__WHAT YOU ARE ASKED TO DO__:
Copy the rows starting at the first row and ending at the line that contains "<point>287,20</point>", substituting "overhead lamp" for "ceiling light fixture" and keeping everything else the same.

__SUPPLIED ENTRIES__:
○ ○ ○ ○ ○

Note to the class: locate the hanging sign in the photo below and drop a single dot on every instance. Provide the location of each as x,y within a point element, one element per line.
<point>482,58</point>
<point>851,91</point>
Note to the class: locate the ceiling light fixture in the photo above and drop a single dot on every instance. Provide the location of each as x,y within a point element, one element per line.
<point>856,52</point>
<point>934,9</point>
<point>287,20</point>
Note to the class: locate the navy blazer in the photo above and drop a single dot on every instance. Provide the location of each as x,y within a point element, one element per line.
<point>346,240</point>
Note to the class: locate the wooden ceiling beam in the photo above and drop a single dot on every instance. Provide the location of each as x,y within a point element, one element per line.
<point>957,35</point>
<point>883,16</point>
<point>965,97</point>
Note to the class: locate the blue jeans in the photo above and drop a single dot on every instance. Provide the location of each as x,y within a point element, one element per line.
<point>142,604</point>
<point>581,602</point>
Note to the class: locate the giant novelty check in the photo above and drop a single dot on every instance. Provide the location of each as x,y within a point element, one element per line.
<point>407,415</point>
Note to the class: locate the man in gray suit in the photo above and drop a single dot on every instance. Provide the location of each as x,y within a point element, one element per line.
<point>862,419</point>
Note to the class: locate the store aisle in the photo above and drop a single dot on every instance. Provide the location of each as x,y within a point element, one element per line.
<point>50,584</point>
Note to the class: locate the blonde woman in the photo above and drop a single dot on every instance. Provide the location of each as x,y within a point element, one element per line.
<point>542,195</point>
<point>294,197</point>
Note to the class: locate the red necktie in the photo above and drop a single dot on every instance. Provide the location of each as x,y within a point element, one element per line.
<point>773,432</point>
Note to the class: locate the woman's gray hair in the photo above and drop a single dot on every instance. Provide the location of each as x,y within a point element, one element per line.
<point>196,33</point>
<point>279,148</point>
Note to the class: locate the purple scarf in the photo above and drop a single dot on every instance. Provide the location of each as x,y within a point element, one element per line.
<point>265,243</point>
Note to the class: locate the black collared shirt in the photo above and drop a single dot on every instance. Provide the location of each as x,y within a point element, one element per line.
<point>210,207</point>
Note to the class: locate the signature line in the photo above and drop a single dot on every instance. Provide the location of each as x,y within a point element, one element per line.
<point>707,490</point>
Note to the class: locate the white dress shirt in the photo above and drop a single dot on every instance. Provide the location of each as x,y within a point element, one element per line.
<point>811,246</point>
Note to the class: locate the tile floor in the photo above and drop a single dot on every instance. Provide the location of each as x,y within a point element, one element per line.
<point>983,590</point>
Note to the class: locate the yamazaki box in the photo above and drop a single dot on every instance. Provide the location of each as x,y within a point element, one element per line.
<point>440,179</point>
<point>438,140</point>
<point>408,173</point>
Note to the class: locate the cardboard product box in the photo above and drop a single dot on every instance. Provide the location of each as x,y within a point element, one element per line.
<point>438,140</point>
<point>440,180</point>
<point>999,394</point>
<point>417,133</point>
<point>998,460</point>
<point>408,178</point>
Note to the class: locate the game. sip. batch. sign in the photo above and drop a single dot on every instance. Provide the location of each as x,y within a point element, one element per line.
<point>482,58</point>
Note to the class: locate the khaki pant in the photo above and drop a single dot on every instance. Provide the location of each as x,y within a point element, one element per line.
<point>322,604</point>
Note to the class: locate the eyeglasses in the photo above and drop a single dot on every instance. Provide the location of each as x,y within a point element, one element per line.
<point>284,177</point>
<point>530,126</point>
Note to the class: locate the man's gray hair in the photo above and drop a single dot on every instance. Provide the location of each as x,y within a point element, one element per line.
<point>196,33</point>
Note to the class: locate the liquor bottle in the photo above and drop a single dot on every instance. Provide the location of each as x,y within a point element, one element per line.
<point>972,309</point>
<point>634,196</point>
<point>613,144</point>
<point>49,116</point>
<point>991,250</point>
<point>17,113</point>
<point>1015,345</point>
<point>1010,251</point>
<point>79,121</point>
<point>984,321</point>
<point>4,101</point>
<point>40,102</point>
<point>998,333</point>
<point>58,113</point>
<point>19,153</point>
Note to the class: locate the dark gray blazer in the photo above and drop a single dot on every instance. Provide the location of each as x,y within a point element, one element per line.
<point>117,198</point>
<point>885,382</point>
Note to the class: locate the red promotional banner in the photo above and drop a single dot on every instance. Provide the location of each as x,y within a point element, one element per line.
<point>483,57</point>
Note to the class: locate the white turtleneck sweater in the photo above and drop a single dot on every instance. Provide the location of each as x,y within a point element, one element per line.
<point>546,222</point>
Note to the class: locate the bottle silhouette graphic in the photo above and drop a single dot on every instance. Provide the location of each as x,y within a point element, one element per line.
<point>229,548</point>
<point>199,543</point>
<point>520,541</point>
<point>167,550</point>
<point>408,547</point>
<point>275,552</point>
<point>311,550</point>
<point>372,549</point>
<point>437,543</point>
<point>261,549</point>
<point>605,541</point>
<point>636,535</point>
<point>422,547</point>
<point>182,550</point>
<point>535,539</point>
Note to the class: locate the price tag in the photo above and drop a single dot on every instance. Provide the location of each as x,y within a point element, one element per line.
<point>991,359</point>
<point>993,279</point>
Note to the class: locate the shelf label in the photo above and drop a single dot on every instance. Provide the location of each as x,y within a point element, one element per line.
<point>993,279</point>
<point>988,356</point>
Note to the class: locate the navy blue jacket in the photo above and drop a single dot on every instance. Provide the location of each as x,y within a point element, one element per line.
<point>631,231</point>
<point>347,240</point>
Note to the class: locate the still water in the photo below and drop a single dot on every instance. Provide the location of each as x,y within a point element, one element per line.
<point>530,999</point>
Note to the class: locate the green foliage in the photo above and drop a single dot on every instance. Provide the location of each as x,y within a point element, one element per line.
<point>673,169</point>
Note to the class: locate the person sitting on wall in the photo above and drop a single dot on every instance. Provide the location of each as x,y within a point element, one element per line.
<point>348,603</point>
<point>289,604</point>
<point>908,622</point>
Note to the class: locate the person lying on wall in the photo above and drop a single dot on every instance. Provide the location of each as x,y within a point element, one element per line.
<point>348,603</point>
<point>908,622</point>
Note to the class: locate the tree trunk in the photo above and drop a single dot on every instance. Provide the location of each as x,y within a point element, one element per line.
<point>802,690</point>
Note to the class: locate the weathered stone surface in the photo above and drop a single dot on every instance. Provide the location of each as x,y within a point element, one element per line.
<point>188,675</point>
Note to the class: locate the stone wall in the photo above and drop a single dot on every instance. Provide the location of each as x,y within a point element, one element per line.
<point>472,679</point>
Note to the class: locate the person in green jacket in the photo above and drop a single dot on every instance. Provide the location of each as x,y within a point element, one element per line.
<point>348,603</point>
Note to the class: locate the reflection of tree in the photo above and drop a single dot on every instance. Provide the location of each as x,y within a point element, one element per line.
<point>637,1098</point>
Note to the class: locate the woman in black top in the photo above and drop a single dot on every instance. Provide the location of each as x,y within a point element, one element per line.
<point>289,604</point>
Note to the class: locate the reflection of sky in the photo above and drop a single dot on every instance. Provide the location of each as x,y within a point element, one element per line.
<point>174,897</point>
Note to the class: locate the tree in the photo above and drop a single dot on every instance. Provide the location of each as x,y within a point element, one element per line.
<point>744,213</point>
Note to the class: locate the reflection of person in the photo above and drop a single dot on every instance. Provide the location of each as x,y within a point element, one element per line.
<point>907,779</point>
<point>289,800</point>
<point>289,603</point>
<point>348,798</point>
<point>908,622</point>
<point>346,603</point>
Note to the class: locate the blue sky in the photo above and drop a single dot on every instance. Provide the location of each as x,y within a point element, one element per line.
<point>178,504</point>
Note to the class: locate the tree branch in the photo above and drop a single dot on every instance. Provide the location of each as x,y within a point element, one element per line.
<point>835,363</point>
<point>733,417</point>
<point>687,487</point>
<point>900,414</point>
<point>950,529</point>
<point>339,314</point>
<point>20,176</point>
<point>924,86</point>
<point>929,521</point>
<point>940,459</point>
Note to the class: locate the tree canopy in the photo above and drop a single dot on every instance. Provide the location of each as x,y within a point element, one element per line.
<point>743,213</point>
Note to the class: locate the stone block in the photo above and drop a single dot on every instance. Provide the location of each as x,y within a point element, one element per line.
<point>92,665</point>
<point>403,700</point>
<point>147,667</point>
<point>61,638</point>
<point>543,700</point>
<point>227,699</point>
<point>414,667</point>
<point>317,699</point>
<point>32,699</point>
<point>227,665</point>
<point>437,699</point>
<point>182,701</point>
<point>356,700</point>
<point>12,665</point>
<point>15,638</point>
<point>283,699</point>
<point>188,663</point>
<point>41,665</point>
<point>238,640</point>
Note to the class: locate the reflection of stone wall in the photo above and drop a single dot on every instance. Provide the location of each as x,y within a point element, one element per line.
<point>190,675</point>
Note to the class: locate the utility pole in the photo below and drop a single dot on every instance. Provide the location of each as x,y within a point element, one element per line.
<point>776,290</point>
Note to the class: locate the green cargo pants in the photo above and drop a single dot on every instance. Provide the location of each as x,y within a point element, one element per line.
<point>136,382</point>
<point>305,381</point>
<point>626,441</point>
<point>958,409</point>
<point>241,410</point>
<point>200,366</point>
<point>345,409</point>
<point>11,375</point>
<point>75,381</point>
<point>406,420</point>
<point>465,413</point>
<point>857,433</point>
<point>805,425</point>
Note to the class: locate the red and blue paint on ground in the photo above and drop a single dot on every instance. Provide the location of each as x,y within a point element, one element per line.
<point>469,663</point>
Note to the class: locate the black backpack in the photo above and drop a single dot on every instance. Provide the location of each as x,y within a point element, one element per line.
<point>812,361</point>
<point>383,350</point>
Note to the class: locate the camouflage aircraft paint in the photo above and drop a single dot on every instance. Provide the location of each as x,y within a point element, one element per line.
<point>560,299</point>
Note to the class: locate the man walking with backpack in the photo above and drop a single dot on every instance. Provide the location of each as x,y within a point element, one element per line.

○ ○ ○ ○ ○

__FINAL RESULT__:
Note to the class: locate the hanging sign in the photo below and drop a single dot on every instance. Provide the location of each as x,y within a point element, one element per line.
<point>482,58</point>
<point>851,91</point>
Note to the class: locate the overhead lamp in the photo above and drop a single dot on every instance. Provide the location of each as x,y within a point element, one element per line.
<point>856,52</point>
<point>934,9</point>
<point>287,20</point>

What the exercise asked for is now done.